◆ Records to use:
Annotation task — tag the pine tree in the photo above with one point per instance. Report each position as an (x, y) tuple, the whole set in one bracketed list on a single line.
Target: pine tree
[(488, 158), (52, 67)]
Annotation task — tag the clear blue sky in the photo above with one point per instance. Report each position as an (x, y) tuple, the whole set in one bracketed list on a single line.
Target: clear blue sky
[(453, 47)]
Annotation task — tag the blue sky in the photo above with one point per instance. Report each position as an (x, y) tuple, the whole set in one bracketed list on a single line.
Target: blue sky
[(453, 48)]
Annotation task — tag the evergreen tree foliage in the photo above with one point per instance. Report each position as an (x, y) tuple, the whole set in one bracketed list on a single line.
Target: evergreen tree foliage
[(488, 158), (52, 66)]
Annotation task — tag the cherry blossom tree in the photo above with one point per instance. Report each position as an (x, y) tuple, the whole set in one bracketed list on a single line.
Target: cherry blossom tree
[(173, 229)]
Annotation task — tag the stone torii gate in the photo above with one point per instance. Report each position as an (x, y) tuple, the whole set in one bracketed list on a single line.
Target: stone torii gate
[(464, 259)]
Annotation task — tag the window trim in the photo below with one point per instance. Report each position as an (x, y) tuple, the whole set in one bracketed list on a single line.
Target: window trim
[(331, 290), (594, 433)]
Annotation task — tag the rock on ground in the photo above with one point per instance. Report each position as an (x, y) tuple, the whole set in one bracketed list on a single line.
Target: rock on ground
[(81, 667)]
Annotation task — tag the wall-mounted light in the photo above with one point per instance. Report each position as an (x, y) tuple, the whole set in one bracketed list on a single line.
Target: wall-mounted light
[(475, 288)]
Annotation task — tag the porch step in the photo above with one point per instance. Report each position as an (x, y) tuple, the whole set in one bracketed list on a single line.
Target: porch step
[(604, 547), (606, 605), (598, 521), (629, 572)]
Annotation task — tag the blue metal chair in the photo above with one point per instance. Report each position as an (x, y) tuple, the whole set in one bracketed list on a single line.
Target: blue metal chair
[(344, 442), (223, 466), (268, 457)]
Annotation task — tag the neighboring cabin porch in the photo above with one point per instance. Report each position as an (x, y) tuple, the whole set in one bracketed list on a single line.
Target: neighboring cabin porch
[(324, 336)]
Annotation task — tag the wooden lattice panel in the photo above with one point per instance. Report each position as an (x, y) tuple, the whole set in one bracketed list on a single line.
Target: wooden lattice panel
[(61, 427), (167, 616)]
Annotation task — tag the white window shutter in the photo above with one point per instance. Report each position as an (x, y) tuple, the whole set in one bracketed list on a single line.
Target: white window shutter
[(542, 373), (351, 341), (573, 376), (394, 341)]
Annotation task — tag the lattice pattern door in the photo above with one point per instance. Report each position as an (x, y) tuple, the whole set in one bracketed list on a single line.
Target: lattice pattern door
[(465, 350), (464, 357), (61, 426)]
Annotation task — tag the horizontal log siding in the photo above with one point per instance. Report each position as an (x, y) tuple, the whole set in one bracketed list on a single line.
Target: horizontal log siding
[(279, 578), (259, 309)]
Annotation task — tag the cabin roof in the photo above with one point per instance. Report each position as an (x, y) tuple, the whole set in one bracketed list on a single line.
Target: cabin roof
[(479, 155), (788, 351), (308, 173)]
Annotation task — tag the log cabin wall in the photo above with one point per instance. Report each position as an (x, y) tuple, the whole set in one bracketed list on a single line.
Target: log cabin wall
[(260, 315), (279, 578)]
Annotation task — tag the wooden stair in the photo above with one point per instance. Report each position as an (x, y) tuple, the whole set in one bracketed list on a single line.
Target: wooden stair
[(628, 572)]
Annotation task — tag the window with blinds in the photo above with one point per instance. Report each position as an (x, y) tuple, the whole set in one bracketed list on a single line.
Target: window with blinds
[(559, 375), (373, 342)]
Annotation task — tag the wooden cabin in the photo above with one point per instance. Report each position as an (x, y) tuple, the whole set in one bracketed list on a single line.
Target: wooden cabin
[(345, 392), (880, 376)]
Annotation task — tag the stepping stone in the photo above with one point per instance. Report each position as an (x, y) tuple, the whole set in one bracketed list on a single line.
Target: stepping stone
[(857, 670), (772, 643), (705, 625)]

◆ Exercise goal:
Retype all of the lines above, keeping every character the same.

◆ The solution:
Annotation task — tag the pine tree in the photo above with one point per instance. Report each position as an (x, y) tuple, the whole set in one bracketed list on a single line.
Target: pine tree
[(488, 158), (52, 67)]
Annotation task — tag the clear blue sky in the photo above with one point per instance. Report each position as an (x, y) tuple, the whole set in one bracketed list on a single line.
Target: clear blue sky
[(453, 47)]
Annotation task — tag the blue sky in the photo above with one point per instance. Report each position as an (x, y) tuple, the whole set in one bracketed list on a single line.
Target: blue sky
[(453, 48)]
Annotation task — tag the evergreen tree foliage in the photo above with one point per instance. Report each position as an (x, y) tuple, the whole set in one bracketed list on a single line.
Target: evergreen tree foliage
[(488, 158), (52, 66)]
Annotation task — tag the cherry blossom tree in the photo above with one point per instance. Report each position as an (x, y) tuple, the whole set in one bracketed list on a single line.
Target: cherry blossom tree
[(173, 229)]
Annotation task — tag the stone torii gate in the photo above with one point per instance. Report each position as an (x, y) tuple, the whole set in one bracketed list on a single line.
Target: stone torii gate
[(464, 259)]
Annotation task — tag the window trim in the photo below with one point per instance. Report each position as an (x, y) tuple, the whole set in one bracketed list on a single line.
Target: window trim
[(331, 290), (594, 433)]
Annotation task — tag the rock on ground in the photo above with one point per instance. Report each position as an (x, y) tuple, the whole set in one bracketed list on a single line.
Target: rock on ground
[(81, 667)]
Annotation task — tag the wall-mounted light in the photo above with one point per instance. Report each position as an (x, y) tuple, the whole set in one bracketed list on a single line.
Target: wall-mounted light
[(475, 288)]
Annotation task — tag the porch step in the photo above with one point per instance. Report each position as an (x, y) tuple, the whole set in one bracketed list on a single line.
Target: porch step
[(604, 547), (606, 605), (598, 521), (629, 572)]
Annotation task — tag the blue metal chair in the photo above with one point per instance. Report each position as an (x, y) tuple, the whole set in one bracketed list on a single line.
Target: blue metal chair
[(344, 442), (223, 466), (268, 457)]
Annotation task — tag the neighboring cabin porch in the photo above with one point per instance. Report each position as an (x, y) tuple, the whole set in one bracketed list on a single line.
Target: neighboring cabin porch
[(324, 336)]
Annotation task — tag the wooden lattice panel in the photo above with one point per instance. Report each position as an (x, y) tuple, the whole set in one bracketed list on a single line.
Target: wooden lattice panel
[(61, 427), (167, 616)]
Annotation task — tag the white window shutter in the photo above with one point per instance. Report each position as an (x, y) tuple, the whole set in one bracketed list on a single line.
Target: white window shutter
[(542, 373), (351, 341), (573, 376), (394, 341)]
Annotation task — tag the lattice pattern door in the photo above with one point per instance. Report each position as an (x, y) tuple, the whole set in one bracketed list on a single line.
Target: lattice pattern door
[(465, 350), (464, 357), (61, 426)]
Annotation task — tag the horizontal log siding in the photo above with one point per instance. Report each position as an (x, y) tuple, the whole set in one bracketed list on a single line.
Target: horizontal log siding
[(279, 578), (259, 309)]
Annotation task — tag the cabin roof in the photo above with one point per instance. Report each position as an (x, y) tuple, the whole set in one bracketed list on a single line.
Target: cabin roof
[(479, 155), (788, 351), (308, 173)]
Annotation task — tag the log cabin wall in the photo above with one point per instance. Report each position as an (x, y) tuple, the whole set in one bracketed list on a single line.
Target: log cabin wall
[(260, 315), (279, 578)]
Annotation task — tag the wooden stair in the photo above with one point per instance. Report each position as an (x, y) tuple, the whole set in one bracketed list on a single line.
Target: wooden stair
[(628, 572)]
Annotation task — tag the window with blinds in the photo above with one point per instance. Report each position as an (x, y) tuple, the whole set in one bracketed list on a single line.
Target: window with blinds
[(559, 375), (373, 342)]
Annotation task — tag the wooden cabin in the photo above with one point per instance. Report each position as an (x, y) tuple, the whole set in one bracketed list on a single line.
Target: wooden cabin
[(345, 392), (880, 376)]
Annotation task — tag the stepping stone in the photo above with one point per instance. Report each position as an (x, y) tuple, the whole set in one bracketed list on a single line.
Target: stepping stone
[(857, 670), (772, 643), (705, 625)]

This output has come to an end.